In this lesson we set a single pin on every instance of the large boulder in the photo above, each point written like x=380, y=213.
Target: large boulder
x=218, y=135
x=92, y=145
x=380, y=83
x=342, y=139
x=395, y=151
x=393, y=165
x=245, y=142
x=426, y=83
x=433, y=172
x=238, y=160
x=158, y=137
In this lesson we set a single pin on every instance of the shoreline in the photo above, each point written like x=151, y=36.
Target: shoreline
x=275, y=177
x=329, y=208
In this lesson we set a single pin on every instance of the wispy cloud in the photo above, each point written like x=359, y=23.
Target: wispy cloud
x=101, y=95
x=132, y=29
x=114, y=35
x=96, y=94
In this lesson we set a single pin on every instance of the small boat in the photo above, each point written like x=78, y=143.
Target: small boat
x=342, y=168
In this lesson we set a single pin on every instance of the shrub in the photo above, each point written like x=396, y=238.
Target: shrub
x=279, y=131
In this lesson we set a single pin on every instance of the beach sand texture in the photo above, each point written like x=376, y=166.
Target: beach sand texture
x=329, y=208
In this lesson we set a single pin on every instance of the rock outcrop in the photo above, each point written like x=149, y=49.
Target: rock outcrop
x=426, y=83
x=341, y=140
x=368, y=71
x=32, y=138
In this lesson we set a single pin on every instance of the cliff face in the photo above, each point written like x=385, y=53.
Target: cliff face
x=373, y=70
* * *
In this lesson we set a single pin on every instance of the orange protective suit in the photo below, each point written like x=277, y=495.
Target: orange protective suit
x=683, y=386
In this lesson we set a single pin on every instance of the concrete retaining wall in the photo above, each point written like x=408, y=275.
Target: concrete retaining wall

Activity:
Gather every line from the entries above where the word "retaining" appears, and copy them.

Task response:
In this lesson we set a single pin on every instance of the concrete retaining wall in the photo above, each point written like x=408, y=275.
Target: concrete retaining wall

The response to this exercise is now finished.